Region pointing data
○ ○ ○

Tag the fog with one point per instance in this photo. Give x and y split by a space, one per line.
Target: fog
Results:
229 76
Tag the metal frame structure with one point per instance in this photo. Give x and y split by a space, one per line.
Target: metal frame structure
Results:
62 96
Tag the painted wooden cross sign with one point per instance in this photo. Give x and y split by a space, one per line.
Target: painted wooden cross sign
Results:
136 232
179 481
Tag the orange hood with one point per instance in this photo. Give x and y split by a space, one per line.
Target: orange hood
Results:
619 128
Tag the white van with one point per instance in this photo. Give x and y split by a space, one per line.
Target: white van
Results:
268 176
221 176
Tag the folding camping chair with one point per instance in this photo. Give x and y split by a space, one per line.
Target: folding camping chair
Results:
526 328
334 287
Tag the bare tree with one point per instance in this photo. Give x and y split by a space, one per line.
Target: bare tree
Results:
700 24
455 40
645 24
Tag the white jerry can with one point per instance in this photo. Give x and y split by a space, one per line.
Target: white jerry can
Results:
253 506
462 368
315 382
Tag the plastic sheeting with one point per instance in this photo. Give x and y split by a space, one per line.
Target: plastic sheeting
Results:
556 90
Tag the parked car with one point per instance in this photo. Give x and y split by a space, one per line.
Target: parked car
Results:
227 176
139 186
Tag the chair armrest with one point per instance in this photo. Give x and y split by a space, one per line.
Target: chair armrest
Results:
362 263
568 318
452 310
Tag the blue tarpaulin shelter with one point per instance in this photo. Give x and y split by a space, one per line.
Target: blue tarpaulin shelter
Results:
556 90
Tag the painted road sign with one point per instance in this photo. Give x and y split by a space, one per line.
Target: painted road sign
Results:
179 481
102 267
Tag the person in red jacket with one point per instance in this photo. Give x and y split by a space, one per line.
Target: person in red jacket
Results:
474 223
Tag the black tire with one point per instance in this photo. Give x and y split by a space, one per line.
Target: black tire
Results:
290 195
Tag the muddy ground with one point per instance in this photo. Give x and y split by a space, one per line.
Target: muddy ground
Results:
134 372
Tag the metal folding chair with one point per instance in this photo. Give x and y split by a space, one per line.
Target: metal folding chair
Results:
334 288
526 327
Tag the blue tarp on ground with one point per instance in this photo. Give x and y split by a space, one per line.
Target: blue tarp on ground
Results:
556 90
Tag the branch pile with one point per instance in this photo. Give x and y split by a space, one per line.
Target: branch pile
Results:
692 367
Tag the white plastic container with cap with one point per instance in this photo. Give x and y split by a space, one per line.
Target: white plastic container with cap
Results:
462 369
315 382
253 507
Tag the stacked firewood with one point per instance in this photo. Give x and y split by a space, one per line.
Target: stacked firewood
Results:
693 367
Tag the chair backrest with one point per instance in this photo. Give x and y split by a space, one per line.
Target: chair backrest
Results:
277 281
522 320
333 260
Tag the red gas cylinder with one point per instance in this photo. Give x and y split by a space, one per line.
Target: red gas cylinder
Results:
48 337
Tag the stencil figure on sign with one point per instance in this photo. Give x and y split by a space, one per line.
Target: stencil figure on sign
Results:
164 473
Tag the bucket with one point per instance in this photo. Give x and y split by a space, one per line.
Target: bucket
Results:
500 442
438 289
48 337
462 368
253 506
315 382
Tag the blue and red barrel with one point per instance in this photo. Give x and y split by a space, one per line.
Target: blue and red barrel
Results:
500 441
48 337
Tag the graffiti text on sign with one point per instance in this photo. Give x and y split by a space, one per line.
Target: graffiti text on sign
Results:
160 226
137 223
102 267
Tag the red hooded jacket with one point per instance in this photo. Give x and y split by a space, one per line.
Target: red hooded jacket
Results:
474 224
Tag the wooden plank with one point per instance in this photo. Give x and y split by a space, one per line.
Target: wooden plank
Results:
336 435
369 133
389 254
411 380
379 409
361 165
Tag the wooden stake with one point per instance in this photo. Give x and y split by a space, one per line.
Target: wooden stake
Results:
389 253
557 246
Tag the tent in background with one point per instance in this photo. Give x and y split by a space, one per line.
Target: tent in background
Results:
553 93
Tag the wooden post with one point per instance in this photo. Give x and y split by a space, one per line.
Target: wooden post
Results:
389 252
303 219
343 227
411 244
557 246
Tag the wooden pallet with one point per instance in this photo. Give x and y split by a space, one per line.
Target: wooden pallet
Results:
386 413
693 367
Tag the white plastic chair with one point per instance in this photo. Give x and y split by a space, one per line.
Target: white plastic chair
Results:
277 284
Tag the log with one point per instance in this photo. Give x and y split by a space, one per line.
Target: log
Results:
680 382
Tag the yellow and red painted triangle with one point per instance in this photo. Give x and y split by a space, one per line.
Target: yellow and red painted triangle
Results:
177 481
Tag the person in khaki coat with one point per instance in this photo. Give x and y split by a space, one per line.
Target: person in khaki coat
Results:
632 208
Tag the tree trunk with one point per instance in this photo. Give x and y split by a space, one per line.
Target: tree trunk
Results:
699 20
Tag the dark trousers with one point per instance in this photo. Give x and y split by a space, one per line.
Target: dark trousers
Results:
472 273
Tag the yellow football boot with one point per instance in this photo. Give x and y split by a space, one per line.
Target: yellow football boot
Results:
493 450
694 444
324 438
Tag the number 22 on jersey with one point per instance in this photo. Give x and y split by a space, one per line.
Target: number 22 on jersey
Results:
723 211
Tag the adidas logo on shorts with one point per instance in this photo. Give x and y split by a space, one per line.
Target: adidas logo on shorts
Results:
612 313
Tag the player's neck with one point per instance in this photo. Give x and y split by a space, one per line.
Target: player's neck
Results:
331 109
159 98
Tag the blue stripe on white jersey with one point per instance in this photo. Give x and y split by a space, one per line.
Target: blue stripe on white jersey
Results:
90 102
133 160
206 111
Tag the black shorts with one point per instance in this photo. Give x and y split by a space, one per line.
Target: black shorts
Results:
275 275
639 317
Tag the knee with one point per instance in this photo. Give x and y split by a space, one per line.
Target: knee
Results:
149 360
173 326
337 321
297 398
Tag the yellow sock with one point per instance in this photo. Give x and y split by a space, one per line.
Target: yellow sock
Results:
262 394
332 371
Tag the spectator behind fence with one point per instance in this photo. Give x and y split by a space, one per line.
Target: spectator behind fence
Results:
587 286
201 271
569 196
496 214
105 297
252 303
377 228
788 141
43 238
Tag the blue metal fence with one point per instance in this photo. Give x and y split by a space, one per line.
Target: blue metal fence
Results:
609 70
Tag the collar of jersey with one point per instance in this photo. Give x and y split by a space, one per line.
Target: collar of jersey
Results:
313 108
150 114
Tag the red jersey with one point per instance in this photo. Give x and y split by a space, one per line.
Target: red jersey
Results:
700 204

○ ○ ○

▸ Problem:
Once the line with "Tag the black tire" is found in the records above, print exactly that line and every line after it through the line with "Tag the metal folding".

▸ Completed task:
Tag the black tire with one point per instance in this photo. Give x and y split by a space, one per line.
Target: black tire
Results:
290 195
Tag the muddy ground with one point per instance in this photo. Give x and y split by a space, one per line.
Target: muddy ground
Results:
134 372
Tag the metal folding chair with one point per instance in this photo. Give x and y split by a space, one per line.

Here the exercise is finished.